• [TASK TO CARRY OUT]:
Output the entries below as a numbered list, leaving out any blank lines.

[start of STORED RECORDS]

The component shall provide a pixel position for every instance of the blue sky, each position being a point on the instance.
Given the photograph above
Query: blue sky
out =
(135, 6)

[end of STORED RECORDS]

• [RESPONSE BELOW]:
1. The component shall provide a pixel position for every instance of the blue sky, each position being a point on the instance.
2. Given the photograph above
3. Query: blue sky
4. out =
5. (135, 6)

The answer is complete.